(WORK ORDER 1): Can you restate the paragraph of the lineage text that begins "There are other notables" as a short list that keeps its main facts?
(WORK ORDER 2): Will you return, word for word, the part of the lineage text starting at "Lineage of Hanna" and ending at "Journal, Autumn/Winter 1990-91."?
──────── PASSAGE ────────
Lineage of Hanna Somatic Education
Our lineage:
All quotes are from: “Clinical Somatic Education, A New Discipline in the Field of Health Care,” by Thomas Hanna, Ph.D; Somatics Journal, Autumn/Winter 1990-91.
F. Matthias Alexander, father of the Alexander Technique, 1904 - 1955, “elaborated this internal self-teaching technique by means of discoveries he had made within himself in the course of a sustained effort to change his won posture. He had excessive habituation of the startle reflex - a posture condition causing lorgosis of the neck vertebrae, depression of the chest wall, and a too-forward carriage of the head. This distortion of the the windpipe also distorted the projection of his voice. Alexander focused his attention on the “means” by which he was unconsciously using his neck, shoulders, chest, and head while doing any movement whatsoever. By “inhibiting” the “end” and focusing proprioceptively on the “means - whereby,” Alexander taught himself to control the muscles of the upper trunk, he changed his posture - something no one believed was possible. This was the beginning of somatic education in the twentieth century.”
John Dewey, the philosopher and professor at the Un of Chicago (and one of my father’s professors), under Alexander’s guidance, changed his posture and realized “not all problems are solvedby intellect, for some are solved by direct experience of oneself - a somatic insight.” Dewey learned he could interrupt a habitual pattern by sensing some of its components and making what was unconscious, conscious, which allowed new motor control. Dewey saw that this was a radical new physiological educational process which achieved “a better integration of the reflexive and voluntary elements in one’s response patterns.”
Elsa Gindler took another approach to somatic education in Berlin, by conducting classes in “Gymnastik, where she invited her students of focus upon the sensations within their bodies as they went through various movements.” She had her students focus their attention on such things as,
“how is one breathing during the movements? How does the weight of the body during movement shift over the heel, this hips, and so forth?” She had her students “turn conscious attention inward to the proprioceptive background of an objective movement, and the quality of the objective movement begins to improve. Greater self-control is gained by means of greater sensory awareness.”
There are other notables such as Charlotte Selver, Carola Speads, Ilse Mittendorf, and Gerda Alexander (no relation to F. M. Alexander), whose work spread in Europe and the US and whose early work in somatic education “taught others how to gain greater voluntary control of their physiological process by sensory-motor learning.”
──────── LISTED RECORDS ────────
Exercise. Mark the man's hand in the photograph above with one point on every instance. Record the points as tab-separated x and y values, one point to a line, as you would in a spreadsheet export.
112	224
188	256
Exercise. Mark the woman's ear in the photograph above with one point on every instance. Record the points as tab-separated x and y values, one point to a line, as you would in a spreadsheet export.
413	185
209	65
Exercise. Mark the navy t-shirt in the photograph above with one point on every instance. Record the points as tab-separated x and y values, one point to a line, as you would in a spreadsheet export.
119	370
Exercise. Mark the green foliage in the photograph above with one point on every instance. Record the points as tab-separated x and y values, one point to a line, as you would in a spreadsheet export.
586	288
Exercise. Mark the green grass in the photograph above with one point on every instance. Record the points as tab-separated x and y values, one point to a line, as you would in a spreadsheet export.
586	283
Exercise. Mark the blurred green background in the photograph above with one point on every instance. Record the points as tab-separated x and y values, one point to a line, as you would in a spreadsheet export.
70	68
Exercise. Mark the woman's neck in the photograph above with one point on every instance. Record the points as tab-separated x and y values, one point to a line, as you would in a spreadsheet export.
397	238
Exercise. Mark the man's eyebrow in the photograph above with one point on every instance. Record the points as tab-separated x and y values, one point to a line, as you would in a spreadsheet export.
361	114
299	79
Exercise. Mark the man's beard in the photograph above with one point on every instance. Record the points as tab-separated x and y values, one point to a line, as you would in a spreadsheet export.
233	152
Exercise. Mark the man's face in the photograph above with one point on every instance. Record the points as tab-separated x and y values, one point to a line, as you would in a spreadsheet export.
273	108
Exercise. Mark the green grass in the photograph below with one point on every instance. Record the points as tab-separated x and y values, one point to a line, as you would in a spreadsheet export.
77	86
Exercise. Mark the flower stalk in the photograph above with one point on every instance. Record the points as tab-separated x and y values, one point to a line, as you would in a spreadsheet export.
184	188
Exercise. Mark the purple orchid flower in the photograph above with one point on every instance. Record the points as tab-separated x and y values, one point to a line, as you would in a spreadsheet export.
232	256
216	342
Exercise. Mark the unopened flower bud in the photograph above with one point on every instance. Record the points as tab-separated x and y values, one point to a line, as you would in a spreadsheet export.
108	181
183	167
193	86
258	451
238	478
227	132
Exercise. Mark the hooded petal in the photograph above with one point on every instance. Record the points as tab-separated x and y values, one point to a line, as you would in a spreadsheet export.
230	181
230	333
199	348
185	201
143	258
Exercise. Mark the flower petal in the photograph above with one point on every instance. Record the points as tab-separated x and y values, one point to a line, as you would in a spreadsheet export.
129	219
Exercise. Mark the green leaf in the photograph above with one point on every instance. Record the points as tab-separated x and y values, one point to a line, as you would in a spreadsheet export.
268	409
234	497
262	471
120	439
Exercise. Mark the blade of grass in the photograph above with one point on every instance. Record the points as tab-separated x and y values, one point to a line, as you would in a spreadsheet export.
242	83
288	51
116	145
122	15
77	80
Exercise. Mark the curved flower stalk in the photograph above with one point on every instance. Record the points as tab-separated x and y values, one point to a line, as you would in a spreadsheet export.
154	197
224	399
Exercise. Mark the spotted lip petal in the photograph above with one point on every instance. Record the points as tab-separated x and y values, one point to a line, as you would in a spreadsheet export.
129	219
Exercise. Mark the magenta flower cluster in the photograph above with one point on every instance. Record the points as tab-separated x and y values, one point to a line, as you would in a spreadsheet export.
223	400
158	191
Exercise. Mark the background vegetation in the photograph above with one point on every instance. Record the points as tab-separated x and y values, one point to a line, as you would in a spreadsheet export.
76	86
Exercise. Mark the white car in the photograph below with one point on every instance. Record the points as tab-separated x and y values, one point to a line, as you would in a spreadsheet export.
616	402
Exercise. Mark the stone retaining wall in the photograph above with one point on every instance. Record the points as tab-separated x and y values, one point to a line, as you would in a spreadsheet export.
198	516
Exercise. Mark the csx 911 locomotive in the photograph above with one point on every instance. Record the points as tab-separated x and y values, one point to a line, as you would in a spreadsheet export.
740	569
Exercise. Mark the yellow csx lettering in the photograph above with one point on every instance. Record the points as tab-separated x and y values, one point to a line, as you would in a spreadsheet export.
────────
(YOUR SOLUTION 1):
- Other notable figures: Charlotte Selver, Carola Speads, Ilse Mittendorf and Gerda Alexander (no relation to F. M. Alexander).
- Their work spread in Europe and the US.
- Their early work in somatic education taught others how to gain greater voluntary control of their physiological process through sensory-motor learning.

(YOUR SOLUTION 2):
Lineage of Hanna Somatic Education
Our lineage:
All quotes are from: “Clinical Somatic Education, A New Discipline in the Field of Health Care,” by Thomas Hanna, Ph.D; Somatics Journal, Autumn/Winter 1990-91.